#### [TASK BRIEF]
Set the pictures aside and transcribe exactly the lines from the one containing "point: blurred background" through the final line of the records.

#### [RECORD EXTRACTS]
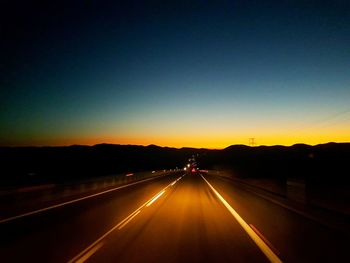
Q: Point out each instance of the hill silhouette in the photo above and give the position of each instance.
(318, 164)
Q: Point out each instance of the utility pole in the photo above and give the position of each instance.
(252, 142)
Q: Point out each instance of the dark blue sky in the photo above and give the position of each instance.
(195, 73)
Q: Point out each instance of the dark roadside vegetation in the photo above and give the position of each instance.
(322, 166)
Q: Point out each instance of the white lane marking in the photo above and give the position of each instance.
(130, 218)
(127, 219)
(74, 201)
(255, 237)
(90, 253)
(155, 198)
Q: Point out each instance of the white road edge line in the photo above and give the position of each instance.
(128, 218)
(90, 253)
(75, 200)
(258, 241)
(155, 198)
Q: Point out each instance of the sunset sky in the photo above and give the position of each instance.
(186, 73)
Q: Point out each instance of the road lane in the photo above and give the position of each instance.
(173, 220)
(295, 237)
(185, 224)
(59, 234)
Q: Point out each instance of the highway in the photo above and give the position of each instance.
(175, 218)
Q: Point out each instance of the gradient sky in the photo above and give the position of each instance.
(187, 73)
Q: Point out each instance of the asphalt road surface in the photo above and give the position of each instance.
(177, 218)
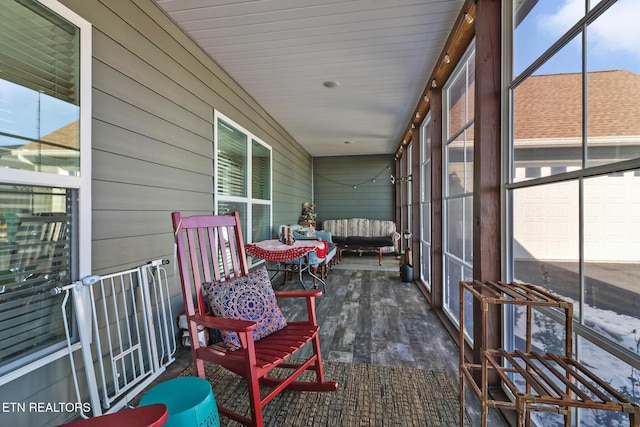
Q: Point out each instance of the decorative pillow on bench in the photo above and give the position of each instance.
(247, 298)
(369, 242)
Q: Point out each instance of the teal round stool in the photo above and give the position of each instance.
(189, 400)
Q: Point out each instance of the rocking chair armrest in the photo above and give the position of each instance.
(234, 325)
(311, 293)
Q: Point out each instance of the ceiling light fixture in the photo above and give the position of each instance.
(331, 84)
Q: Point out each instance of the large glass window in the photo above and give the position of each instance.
(425, 202)
(458, 97)
(45, 184)
(573, 187)
(243, 178)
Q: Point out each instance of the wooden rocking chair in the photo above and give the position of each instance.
(211, 249)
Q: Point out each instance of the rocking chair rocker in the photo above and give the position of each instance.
(210, 249)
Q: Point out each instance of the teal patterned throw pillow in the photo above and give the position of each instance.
(248, 298)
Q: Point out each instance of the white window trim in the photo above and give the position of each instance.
(82, 182)
(249, 200)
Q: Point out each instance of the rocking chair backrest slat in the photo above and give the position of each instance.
(215, 252)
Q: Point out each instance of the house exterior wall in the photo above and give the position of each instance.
(373, 197)
(154, 96)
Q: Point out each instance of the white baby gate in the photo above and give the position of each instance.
(125, 327)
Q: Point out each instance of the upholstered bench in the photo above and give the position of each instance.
(363, 235)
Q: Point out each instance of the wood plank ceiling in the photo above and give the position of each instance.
(381, 52)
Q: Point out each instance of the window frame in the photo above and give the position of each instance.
(81, 183)
(450, 136)
(579, 175)
(248, 200)
(425, 239)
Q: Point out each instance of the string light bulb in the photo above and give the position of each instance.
(468, 18)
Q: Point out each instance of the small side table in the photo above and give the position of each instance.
(142, 416)
(189, 400)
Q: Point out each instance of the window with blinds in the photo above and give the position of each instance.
(243, 178)
(39, 90)
(35, 256)
(45, 209)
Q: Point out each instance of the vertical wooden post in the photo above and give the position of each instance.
(487, 167)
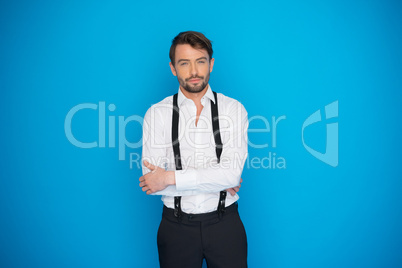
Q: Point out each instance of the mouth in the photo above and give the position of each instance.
(194, 81)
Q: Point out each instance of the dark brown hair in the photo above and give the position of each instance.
(194, 39)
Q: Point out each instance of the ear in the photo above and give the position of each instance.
(172, 68)
(211, 64)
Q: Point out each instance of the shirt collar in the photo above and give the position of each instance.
(181, 98)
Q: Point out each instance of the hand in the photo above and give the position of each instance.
(234, 190)
(156, 180)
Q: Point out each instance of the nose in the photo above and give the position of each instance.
(193, 70)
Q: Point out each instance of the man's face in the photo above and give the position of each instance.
(192, 68)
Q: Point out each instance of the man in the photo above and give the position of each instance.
(194, 149)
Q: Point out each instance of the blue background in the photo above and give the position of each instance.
(63, 206)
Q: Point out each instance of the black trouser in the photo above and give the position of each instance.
(221, 240)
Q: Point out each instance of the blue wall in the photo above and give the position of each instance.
(65, 206)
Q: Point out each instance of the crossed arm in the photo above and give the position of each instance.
(158, 179)
(225, 175)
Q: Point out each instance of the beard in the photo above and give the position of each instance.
(193, 88)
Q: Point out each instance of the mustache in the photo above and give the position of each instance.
(199, 77)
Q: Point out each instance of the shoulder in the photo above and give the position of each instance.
(161, 109)
(230, 105)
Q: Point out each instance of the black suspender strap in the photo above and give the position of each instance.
(218, 147)
(215, 127)
(176, 150)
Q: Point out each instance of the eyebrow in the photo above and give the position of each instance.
(202, 58)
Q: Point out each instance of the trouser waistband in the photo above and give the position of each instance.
(169, 213)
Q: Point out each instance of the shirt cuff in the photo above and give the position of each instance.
(186, 179)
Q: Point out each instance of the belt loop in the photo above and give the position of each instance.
(221, 204)
(177, 208)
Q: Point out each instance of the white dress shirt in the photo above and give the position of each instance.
(202, 178)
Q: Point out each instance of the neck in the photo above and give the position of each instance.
(196, 97)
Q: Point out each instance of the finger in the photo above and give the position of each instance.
(149, 165)
(231, 191)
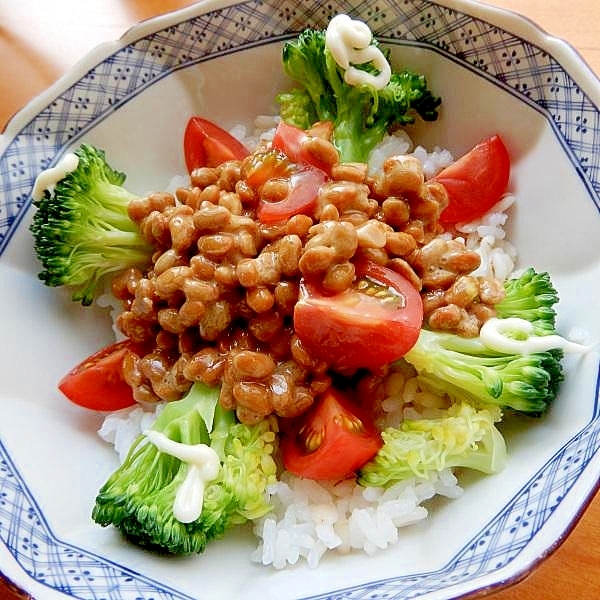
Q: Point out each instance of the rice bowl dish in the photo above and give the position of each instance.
(575, 268)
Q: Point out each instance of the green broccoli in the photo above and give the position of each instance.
(532, 297)
(361, 114)
(466, 368)
(464, 437)
(140, 497)
(82, 231)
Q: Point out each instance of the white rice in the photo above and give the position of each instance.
(310, 519)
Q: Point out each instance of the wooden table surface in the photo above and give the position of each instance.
(41, 39)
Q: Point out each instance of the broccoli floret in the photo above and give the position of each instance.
(532, 297)
(361, 114)
(139, 497)
(467, 368)
(82, 231)
(464, 437)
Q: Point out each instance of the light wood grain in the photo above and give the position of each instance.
(40, 40)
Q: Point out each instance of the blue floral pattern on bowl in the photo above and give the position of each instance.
(524, 70)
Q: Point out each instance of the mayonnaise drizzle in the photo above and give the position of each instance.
(493, 334)
(349, 42)
(203, 467)
(48, 178)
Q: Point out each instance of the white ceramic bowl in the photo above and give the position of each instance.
(496, 72)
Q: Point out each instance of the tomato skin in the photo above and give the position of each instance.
(349, 439)
(301, 198)
(97, 382)
(353, 330)
(208, 145)
(476, 181)
(290, 140)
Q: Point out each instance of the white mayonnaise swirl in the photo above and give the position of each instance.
(349, 42)
(515, 336)
(48, 178)
(203, 467)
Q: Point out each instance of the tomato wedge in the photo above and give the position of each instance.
(368, 326)
(332, 440)
(290, 140)
(97, 382)
(207, 145)
(476, 181)
(301, 198)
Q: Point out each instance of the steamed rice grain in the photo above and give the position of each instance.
(311, 519)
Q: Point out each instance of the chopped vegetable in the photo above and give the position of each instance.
(208, 145)
(361, 114)
(463, 437)
(369, 325)
(82, 231)
(467, 368)
(331, 441)
(530, 296)
(476, 181)
(140, 496)
(304, 185)
(97, 382)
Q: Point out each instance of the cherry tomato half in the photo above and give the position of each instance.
(97, 382)
(476, 181)
(369, 325)
(332, 440)
(290, 140)
(304, 188)
(207, 145)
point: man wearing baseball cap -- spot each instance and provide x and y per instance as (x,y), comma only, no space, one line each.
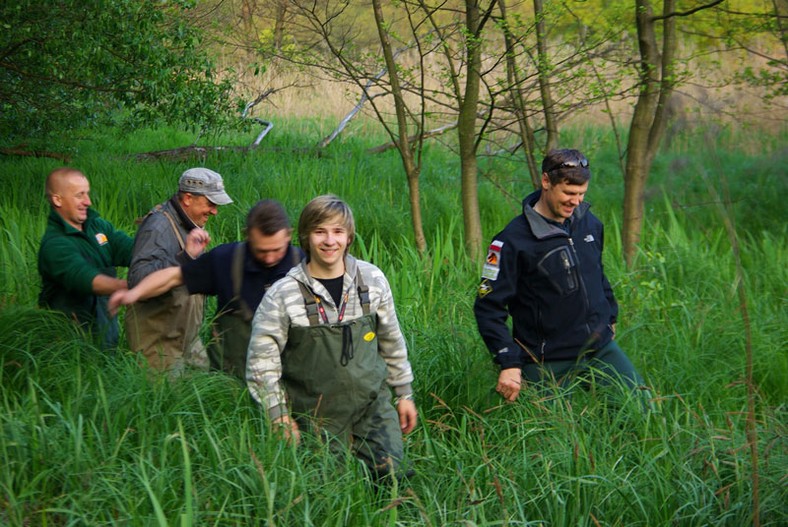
(165,329)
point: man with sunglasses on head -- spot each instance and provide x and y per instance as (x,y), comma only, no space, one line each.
(544,270)
(165,329)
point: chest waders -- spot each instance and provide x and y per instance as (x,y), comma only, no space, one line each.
(232,327)
(336,383)
(166,329)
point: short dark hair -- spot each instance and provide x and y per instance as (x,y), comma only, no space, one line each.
(566,165)
(267,216)
(320,210)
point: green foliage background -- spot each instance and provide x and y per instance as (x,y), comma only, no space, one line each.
(89,439)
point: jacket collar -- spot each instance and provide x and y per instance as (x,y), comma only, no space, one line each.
(67,228)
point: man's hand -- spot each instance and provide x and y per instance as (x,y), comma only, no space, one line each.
(509,383)
(121,297)
(288,429)
(196,241)
(408,415)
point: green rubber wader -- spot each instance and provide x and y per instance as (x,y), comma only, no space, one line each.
(336,383)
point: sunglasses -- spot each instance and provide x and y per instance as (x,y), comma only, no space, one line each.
(582,162)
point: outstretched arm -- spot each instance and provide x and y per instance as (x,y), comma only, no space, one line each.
(151,286)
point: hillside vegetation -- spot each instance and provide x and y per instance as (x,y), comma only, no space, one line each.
(88,439)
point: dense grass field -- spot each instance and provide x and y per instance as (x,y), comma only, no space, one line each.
(89,439)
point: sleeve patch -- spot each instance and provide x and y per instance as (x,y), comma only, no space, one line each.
(485,288)
(492,264)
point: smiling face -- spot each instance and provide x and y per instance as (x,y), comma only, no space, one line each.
(268,250)
(70,196)
(328,242)
(559,200)
(198,208)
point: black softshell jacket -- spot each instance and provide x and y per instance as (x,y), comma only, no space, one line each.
(552,283)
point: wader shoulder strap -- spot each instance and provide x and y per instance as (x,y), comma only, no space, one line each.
(363,293)
(311,304)
(174,229)
(237,277)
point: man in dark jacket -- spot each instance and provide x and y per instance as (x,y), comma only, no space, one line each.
(78,255)
(545,271)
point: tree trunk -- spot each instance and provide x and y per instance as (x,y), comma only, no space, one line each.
(514,81)
(409,163)
(280,12)
(467,134)
(550,120)
(648,121)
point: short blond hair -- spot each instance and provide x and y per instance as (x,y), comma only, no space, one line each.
(320,210)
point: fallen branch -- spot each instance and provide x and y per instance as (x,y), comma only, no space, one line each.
(185,152)
(20,151)
(426,135)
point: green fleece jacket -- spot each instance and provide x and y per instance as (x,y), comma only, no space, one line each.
(69,260)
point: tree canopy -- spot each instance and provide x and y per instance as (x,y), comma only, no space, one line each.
(72,62)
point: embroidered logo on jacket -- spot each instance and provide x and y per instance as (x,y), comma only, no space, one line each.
(493,261)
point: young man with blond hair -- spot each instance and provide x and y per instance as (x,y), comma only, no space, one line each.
(327,349)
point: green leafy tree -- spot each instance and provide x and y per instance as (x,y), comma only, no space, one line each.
(75,62)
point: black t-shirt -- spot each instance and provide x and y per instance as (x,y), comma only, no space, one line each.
(211,274)
(334,287)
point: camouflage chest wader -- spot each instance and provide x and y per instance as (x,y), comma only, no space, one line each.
(336,382)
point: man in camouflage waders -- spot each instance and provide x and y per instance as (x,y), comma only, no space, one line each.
(327,349)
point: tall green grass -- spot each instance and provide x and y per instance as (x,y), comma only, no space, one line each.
(87,438)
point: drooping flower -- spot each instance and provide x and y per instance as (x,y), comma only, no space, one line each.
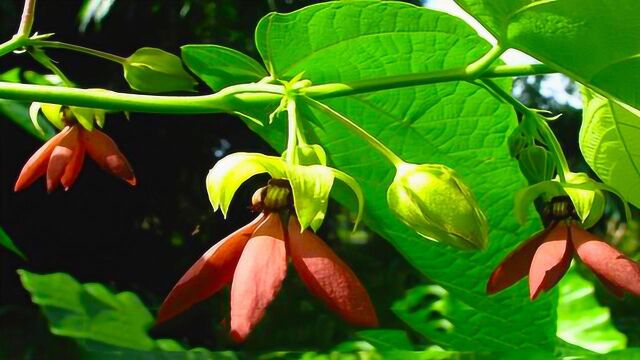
(253,260)
(61,158)
(546,256)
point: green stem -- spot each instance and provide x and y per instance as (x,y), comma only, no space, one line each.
(545,131)
(292,138)
(332,90)
(26,22)
(479,66)
(227,100)
(360,132)
(77,48)
(15,43)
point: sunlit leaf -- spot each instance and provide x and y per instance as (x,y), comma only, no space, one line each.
(457,124)
(220,66)
(581,320)
(609,142)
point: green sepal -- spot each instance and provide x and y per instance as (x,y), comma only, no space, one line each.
(536,164)
(588,201)
(219,66)
(525,197)
(229,173)
(309,155)
(311,186)
(53,113)
(153,70)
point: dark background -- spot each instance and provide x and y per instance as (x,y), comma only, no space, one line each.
(142,239)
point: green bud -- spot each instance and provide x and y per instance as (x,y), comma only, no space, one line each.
(153,70)
(536,164)
(432,200)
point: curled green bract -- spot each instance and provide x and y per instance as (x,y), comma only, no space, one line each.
(432,200)
(585,194)
(310,184)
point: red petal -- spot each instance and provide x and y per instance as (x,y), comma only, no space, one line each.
(36,166)
(61,157)
(551,261)
(209,274)
(104,151)
(329,278)
(73,169)
(258,277)
(516,265)
(606,261)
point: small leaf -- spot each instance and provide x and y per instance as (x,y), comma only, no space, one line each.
(311,186)
(609,142)
(153,70)
(91,311)
(7,243)
(219,66)
(229,173)
(581,319)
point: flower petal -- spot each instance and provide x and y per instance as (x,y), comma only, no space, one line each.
(516,265)
(61,156)
(551,261)
(209,274)
(36,166)
(104,151)
(258,276)
(606,261)
(329,278)
(72,170)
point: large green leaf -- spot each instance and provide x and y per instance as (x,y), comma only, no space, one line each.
(609,142)
(593,41)
(457,124)
(582,321)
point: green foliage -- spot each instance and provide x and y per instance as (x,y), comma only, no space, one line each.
(609,142)
(7,243)
(456,124)
(90,312)
(593,41)
(154,71)
(581,320)
(224,66)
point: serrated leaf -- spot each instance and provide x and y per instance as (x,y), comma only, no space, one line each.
(581,319)
(219,66)
(311,186)
(593,41)
(609,142)
(456,124)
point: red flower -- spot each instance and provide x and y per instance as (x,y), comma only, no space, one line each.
(547,255)
(61,158)
(254,261)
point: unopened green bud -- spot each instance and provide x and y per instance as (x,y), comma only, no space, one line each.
(153,70)
(432,200)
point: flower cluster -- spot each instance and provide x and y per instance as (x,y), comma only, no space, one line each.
(253,260)
(546,257)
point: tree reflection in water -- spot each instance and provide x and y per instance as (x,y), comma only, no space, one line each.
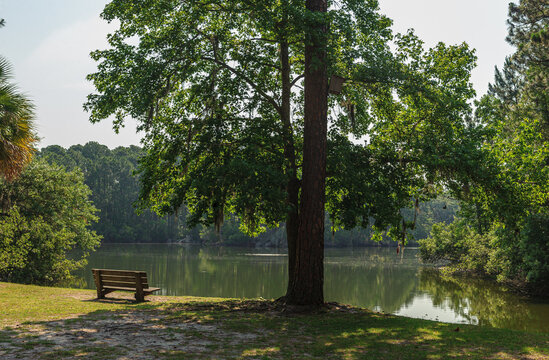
(484,302)
(375,278)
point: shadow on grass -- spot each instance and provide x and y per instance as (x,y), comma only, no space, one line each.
(259,329)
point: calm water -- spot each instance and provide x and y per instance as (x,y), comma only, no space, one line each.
(375,278)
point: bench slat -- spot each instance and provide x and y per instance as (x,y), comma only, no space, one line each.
(107,280)
(121,278)
(119,272)
(122,288)
(121,283)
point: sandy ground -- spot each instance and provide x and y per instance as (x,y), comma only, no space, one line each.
(135,334)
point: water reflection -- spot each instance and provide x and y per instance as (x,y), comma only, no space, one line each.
(376,278)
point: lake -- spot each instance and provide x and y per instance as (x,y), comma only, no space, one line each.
(374,278)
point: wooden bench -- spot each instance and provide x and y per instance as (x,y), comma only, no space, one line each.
(107,281)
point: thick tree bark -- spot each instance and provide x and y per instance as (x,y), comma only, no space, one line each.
(306,284)
(292,220)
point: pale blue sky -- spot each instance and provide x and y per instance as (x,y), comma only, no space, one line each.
(48,44)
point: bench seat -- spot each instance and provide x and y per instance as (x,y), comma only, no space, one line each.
(108,280)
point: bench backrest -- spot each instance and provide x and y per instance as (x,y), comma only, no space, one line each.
(120,278)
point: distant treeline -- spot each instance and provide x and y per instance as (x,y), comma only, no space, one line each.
(115,188)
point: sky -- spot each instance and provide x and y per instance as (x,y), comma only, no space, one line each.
(48,43)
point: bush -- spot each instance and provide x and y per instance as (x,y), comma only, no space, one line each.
(534,247)
(459,246)
(47,215)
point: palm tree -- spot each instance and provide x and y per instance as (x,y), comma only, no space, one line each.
(17,135)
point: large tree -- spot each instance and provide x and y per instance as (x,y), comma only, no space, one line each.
(17,137)
(233,101)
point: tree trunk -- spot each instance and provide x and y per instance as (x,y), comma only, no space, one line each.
(306,284)
(292,188)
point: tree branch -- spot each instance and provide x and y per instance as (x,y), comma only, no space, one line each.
(266,96)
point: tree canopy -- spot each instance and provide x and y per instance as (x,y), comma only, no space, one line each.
(217,89)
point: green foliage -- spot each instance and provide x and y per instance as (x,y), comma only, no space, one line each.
(47,215)
(458,245)
(210,88)
(534,247)
(17,135)
(110,176)
(495,253)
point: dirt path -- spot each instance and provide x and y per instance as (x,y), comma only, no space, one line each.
(125,334)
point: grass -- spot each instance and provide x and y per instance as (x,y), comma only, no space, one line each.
(42,322)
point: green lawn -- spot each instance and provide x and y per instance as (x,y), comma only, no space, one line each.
(42,322)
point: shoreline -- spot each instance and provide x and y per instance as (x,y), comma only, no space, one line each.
(46,322)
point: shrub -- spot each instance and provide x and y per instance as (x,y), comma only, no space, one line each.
(47,216)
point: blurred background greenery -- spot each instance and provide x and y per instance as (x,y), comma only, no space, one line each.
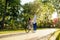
(14,15)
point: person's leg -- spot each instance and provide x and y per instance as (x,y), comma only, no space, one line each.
(34,27)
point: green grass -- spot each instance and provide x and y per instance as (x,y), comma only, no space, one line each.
(58,37)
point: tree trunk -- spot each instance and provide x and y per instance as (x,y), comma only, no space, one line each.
(3,20)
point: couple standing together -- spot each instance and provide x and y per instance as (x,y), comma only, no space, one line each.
(32,23)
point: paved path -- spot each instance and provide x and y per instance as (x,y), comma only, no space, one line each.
(38,35)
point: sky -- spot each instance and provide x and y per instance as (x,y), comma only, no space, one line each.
(26,1)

#### [RESPONSE BELOW]
point: blurred background greenery -- spot each instance and provide x and y per instance as (x,y), comma only, no space, one line each.
(14,15)
point: person's leg -- spot each instance and provide x and y per instance as (x,y), comma only, no space, one line each.
(34,27)
point: green grass -- spot each instance and provide x and y per instance as (x,y), comma only, no space, one line each.
(58,37)
point: tree trunk -- spot each instance and provide x and y per instance as (x,y), comma only, no space, one line each.
(3,20)
point: couple standing together -- spot each instance and provide x and y per instance as (x,y), comma only, no space, one line each.
(32,23)
point: paved path -- spot each instance and provide x and y per instance as (x,y), comma only, no space, one line each.
(38,35)
point: sky -- spot each instance and provide x and y per instance as (x,y), comma only, no space, one line each.
(26,1)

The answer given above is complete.